Return, unchanged, the lines of the listing below starting at the one containing "Please locate the snow" and ending at the one containing "(499, 1023)", with both of those lines included.

• Material provided:
**********

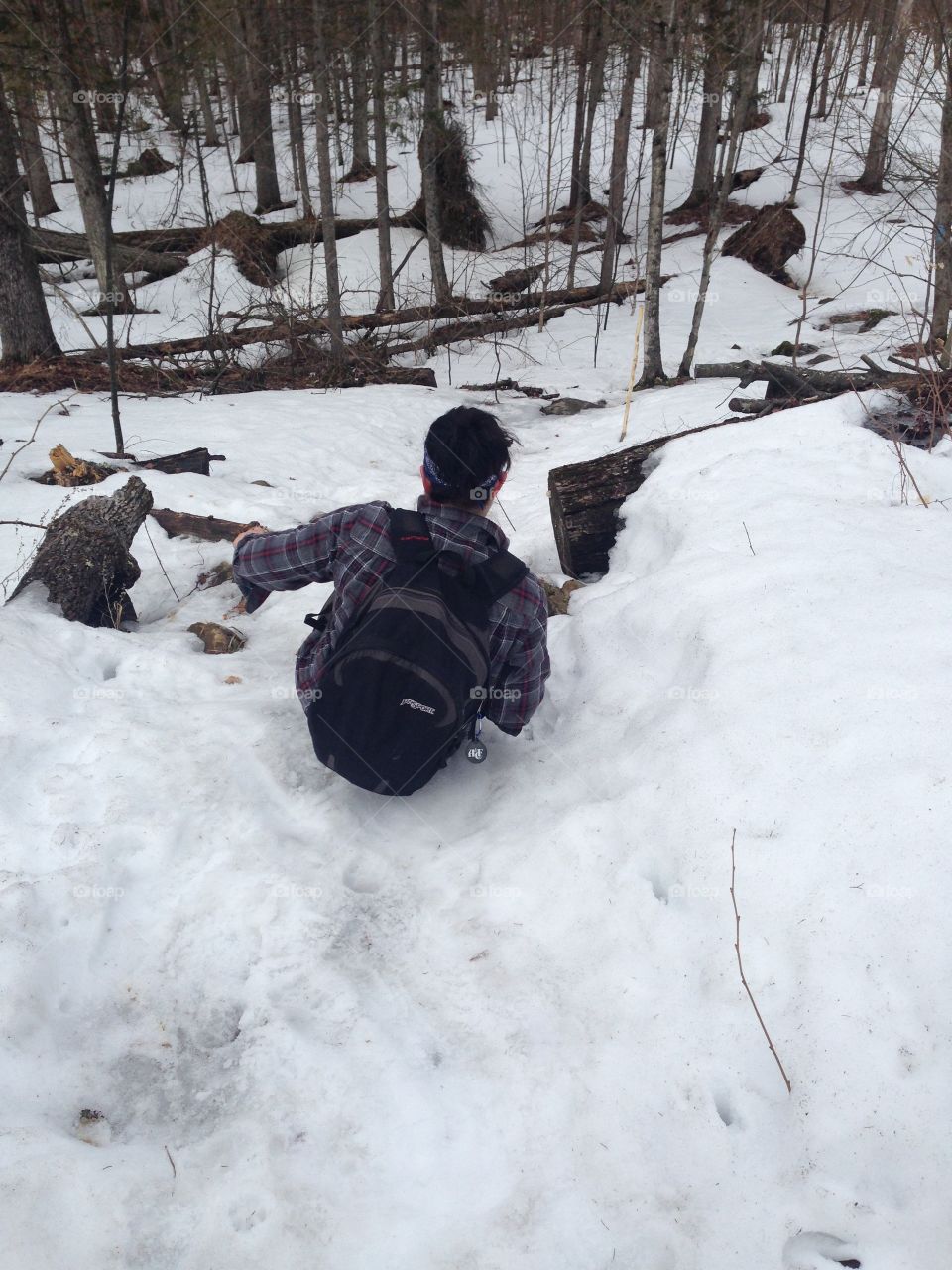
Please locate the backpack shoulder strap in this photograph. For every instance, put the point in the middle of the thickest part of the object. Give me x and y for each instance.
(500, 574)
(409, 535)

**********

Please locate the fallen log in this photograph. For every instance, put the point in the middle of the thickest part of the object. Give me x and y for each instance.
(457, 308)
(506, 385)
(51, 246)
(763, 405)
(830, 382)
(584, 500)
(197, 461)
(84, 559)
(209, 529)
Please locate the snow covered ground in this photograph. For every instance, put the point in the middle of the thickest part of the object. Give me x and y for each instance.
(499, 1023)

**********

• The answer:
Please locate the snow covered ground in this photograph. For every instance, put the point in the middle of the thickest part of the object. Give me x and y for each instance.
(499, 1023)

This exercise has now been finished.